Image point grounding data
☆ ☆ ☆ ☆
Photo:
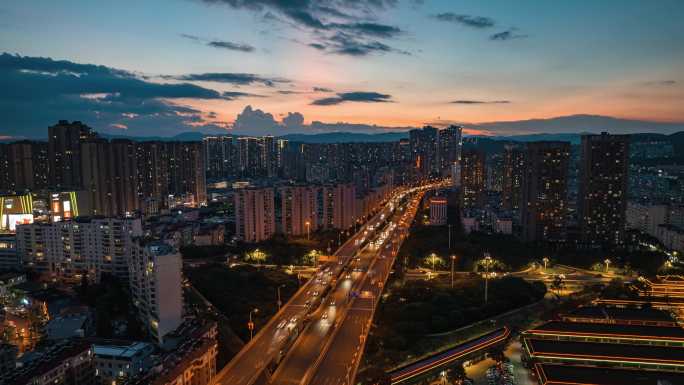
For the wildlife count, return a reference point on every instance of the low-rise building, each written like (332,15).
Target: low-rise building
(8,357)
(9,280)
(9,258)
(155,286)
(115,362)
(70,324)
(671,236)
(83,246)
(65,362)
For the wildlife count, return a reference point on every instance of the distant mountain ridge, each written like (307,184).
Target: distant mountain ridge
(559,128)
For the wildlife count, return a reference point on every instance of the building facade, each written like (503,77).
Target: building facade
(156,289)
(544,206)
(602,199)
(255,219)
(71,249)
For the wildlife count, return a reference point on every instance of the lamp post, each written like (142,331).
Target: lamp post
(487,261)
(250,324)
(433,257)
(449,237)
(280,303)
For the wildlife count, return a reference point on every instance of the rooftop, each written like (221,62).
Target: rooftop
(121,351)
(643,314)
(606,352)
(581,375)
(609,330)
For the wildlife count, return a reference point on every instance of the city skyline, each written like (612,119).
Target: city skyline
(284,67)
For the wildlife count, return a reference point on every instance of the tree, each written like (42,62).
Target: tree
(558,283)
(256,255)
(496,353)
(433,260)
(311,257)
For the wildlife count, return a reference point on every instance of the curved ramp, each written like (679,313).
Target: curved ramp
(444,358)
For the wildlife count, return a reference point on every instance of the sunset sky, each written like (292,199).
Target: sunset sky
(176,65)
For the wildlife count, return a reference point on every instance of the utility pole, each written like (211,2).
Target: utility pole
(449,237)
(453,259)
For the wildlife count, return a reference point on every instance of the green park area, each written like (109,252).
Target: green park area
(279,250)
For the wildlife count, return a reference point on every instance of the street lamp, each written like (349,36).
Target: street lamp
(250,325)
(433,258)
(449,237)
(487,261)
(280,303)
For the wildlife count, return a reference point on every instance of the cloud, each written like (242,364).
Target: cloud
(221,44)
(327,20)
(480,102)
(508,34)
(294,120)
(661,83)
(236,94)
(35,92)
(346,44)
(364,97)
(253,121)
(466,20)
(228,77)
(371,29)
(231,46)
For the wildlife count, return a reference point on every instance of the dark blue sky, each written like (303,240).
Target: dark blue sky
(175,65)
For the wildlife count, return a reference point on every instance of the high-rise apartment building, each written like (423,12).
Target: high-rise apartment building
(109,175)
(299,208)
(472,179)
(220,156)
(250,157)
(153,175)
(255,219)
(438,211)
(425,150)
(155,285)
(64,154)
(545,189)
(27,166)
(86,246)
(281,147)
(513,172)
(187,177)
(268,155)
(602,200)
(337,205)
(449,148)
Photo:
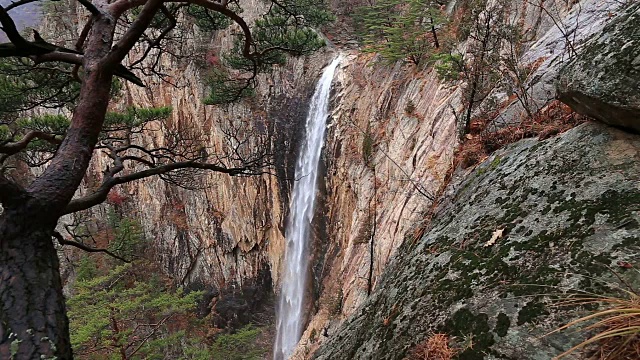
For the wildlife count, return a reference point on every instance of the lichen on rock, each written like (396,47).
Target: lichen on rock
☆ ☆ ☆ ☆
THE PROBLEM: The answer should consist of every line above in which "rock" appears.

RESPONSE BELOW:
For the wildlife count, return a reference point on every instance of the lichen on rock, each written like (396,47).
Target: lichen on rock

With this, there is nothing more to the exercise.